**Exercise details:**
All the data should be repeated exactly. Any image in it is left out.

**Materials provided:**
++++++++++++++++++++
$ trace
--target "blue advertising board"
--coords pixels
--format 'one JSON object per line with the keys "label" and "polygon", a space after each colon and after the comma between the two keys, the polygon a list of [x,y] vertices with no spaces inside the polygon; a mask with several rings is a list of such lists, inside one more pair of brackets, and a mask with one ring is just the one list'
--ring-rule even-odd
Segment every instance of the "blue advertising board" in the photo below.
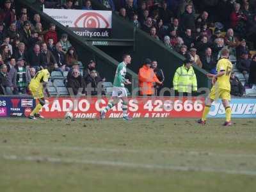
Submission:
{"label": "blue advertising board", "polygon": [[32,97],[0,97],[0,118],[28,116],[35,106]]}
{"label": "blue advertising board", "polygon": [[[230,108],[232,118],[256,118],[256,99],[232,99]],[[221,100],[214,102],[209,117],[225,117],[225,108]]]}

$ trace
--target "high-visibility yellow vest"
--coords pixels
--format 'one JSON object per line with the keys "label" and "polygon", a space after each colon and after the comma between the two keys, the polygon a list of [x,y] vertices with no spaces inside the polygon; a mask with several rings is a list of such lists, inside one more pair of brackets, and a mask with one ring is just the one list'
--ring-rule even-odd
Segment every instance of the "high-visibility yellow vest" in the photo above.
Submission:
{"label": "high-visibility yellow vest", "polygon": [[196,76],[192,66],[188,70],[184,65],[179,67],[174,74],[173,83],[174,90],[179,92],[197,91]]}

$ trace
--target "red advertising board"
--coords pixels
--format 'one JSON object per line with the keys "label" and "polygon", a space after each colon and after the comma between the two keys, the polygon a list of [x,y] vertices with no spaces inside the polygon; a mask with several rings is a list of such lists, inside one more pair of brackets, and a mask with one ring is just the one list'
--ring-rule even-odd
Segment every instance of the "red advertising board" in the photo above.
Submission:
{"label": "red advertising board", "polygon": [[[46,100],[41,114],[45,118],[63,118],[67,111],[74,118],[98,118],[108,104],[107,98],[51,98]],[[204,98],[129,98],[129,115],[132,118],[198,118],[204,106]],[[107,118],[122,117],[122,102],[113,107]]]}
++++++++++++++++++++
**Task output:**
$ trace
--target "blue advertising board"
--coords pixels
--format 'one JSON object per line with the keys "label" and "polygon", a space after each colon and after the comma between the two keys, the polygon a list of [x,y] vertices with no spaces inside the polygon; a mask with several rings is a list of such lists, inside one more pair of brackets, and a mask with one ring is just the one list'
--ring-rule even-odd
Segment every instance of the "blue advertising board" in the photo below.
Submission:
{"label": "blue advertising board", "polygon": [[32,97],[0,97],[0,118],[28,116],[35,106]]}
{"label": "blue advertising board", "polygon": [[[230,108],[232,118],[256,118],[256,99],[232,99]],[[221,100],[214,102],[209,117],[225,117],[225,108]]]}

$ trace
--target "high-visibility yellow vest"
--coords pixels
--format 'one JSON object per line with the keys "label" and "polygon", a space after each colon and after the comma between the two keys, the polygon a list of [x,y] vertices with no spaces inside the polygon; a mask with several rings is a list of such lists, inside one more pair of brackets, and a mask with one ring is just the one list'
--ring-rule even-odd
Segment every instance of the "high-visibility yellow vest" in the photo above.
Submission:
{"label": "high-visibility yellow vest", "polygon": [[196,76],[192,66],[188,70],[184,65],[179,67],[174,74],[173,83],[174,90],[179,92],[197,91]]}

$ trace
--target "red advertising board"
--coords pixels
--format 'one JSON object per line with the keys "label" and "polygon", a space after each colon and after the comma between the two keys, the polygon a list of [x,y] vertices with no spaces inside the polygon; a mask with several rings is a list of such lists, inside one more pair of brackets, and a mask with one ring is just the one list'
--ring-rule even-odd
Segment every instance of the "red advertising board" in the photo above.
Submission:
{"label": "red advertising board", "polygon": [[[46,100],[41,114],[45,118],[63,118],[67,111],[74,118],[98,118],[108,104],[107,98],[51,98]],[[204,98],[129,98],[129,115],[132,118],[198,118],[204,106]],[[107,118],[122,117],[122,102],[113,107]]]}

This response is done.